** Objectif du travail **
Selon l'extrait sur les enfants soldats au Tchad, combien d'enfants ont été démobilisés depuis l'accord signé en mai avec l'Unicef ?

** Extrait **
※

Survie

Au Tchad aussi ?

(mis en ligne le 1er octobre 2007) - Victor Sègre

HRW a également publié un rapport sur
le Tchad en juillet dernier, consacré aux
enfants soldats,
« Trop jeunes pour la guerre. Les enfants
soldats dans le conflit tchadien
 ». L’armée
et les forces paramilitaires tchadiennes
ont, dans leur rang, des mineurs, dont certains
âgés de 8 ans seulement. Comme
l’a expliqué un officier de haut rang de
l’armée nationale tchadienne (ANT) aux
enquêteurs de HRW : « Les enfants soldats
sont idéaux parce qu’ils ne se plaignent
pas, ils ne s’attendent pas à être payés
et si vous leur dites de tuer, ils tuent (...)
Le [président] Déby a du mal à trouver
des soldats disposés à combattre pour lui
mais les enfants, ils font ce que vous leur
dites de faire.
 »
Cette fois-ci, l’action de la France, qui
préside le groupe de travail du Conseil de
sécurité des Nations unies sur les enfants
et les conflits armés, est saluée par HRW.
À l’automne dernier, Michèle Alliot-Marie
(à l’époque ministre de la Défense) aurait
adressé, à ce sujet, une lettre confidentielle
à Idriss Déby – difficile de faire moins –,
« lettre que Déby aurait ignorée ». Notre
ministre aurait pourtant menacé de retirer
les troupes françaises ! Mauvaise liaison
postale ? Négligence du président tchadien
dans le dépouillement de son courrier
 ? On n’ose pas croire que ces menaces
n’aient pas été prises au sérieux...
Toujours est-il que le problème est resté
quelques mois en l’état, le gouvernement
tchadien continuant de nier la présence
d’enfants au sein de ses troupes,
concédant à la rigueur, en février 2007, que
« certains Tchadiens sont très petits » (RFI,
10 mai 2007, cité par HRW).
Il a finalement changé d’avis et cédé aux
pressions de l’Unicef avec laquelle il a
signé, en mai, un accord pour la démobilisation
des enfants soldats. 413 enfants
ont en effet été démobilisé depuis. Tous
anciens combattants du FUC (Front uni
pour le changement), rébellion récemment
ralliée (pour partie) au régime Déby, mais
aucun ne provenant de l’armée nationale.

※

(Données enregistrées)
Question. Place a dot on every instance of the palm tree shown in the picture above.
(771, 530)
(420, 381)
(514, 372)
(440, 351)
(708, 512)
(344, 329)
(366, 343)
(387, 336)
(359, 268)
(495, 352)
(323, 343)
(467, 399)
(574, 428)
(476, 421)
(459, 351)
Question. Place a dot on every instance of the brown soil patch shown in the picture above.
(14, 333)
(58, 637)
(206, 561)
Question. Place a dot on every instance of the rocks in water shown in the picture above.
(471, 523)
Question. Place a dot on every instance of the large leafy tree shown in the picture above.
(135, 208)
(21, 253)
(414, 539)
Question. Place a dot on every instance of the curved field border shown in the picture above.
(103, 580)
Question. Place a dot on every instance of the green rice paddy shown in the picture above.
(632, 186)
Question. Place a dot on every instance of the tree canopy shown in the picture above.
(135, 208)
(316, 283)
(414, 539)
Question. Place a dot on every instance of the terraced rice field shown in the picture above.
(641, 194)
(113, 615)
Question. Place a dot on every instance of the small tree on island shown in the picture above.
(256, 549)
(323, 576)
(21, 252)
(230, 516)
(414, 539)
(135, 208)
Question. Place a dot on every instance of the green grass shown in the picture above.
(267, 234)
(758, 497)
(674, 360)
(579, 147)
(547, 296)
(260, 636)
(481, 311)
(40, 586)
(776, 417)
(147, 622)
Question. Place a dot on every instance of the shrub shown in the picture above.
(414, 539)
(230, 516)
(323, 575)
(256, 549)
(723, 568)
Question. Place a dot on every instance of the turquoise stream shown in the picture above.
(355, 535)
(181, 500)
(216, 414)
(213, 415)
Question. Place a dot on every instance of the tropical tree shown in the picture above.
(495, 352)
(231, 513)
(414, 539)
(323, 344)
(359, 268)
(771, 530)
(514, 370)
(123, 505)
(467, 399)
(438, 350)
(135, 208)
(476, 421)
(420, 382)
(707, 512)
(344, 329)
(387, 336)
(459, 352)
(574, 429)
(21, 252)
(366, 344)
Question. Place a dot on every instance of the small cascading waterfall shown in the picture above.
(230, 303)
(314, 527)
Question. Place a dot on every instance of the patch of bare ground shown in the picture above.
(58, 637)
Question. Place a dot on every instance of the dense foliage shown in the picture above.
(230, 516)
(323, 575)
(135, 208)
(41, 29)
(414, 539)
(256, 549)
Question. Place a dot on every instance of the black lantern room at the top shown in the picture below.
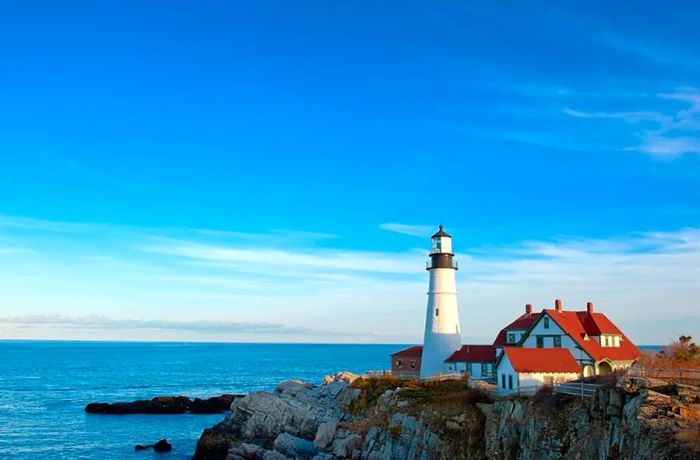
(441, 255)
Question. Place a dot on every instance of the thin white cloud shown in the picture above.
(102, 322)
(362, 261)
(407, 229)
(308, 293)
(662, 134)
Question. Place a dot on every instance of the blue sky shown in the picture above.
(250, 171)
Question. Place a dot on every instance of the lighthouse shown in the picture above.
(442, 332)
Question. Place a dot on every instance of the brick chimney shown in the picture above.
(557, 305)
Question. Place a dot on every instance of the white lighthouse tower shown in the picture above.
(442, 332)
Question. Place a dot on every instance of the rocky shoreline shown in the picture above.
(348, 417)
(165, 405)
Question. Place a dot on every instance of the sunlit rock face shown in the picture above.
(410, 419)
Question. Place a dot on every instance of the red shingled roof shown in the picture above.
(582, 324)
(473, 353)
(522, 322)
(541, 359)
(412, 352)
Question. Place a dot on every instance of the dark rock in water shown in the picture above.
(213, 444)
(161, 446)
(165, 405)
(212, 405)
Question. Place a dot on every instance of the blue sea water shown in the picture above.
(45, 385)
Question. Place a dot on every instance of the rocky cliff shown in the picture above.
(353, 418)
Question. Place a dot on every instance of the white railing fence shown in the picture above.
(582, 389)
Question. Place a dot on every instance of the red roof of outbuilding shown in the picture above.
(541, 359)
(473, 353)
(522, 322)
(582, 326)
(414, 351)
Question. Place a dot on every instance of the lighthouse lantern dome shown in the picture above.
(442, 242)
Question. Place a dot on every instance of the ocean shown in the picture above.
(45, 385)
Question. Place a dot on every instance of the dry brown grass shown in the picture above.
(679, 354)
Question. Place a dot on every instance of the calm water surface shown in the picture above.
(45, 385)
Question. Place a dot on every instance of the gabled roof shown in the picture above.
(541, 359)
(522, 322)
(582, 326)
(411, 352)
(473, 353)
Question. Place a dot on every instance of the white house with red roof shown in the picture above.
(562, 345)
(536, 347)
(521, 368)
(477, 360)
(596, 343)
(513, 332)
(407, 362)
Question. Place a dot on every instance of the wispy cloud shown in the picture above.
(102, 322)
(361, 261)
(30, 223)
(310, 293)
(407, 229)
(662, 134)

※

** Réponse rédigée **
413 enfants, tous anciens combattants du FUC.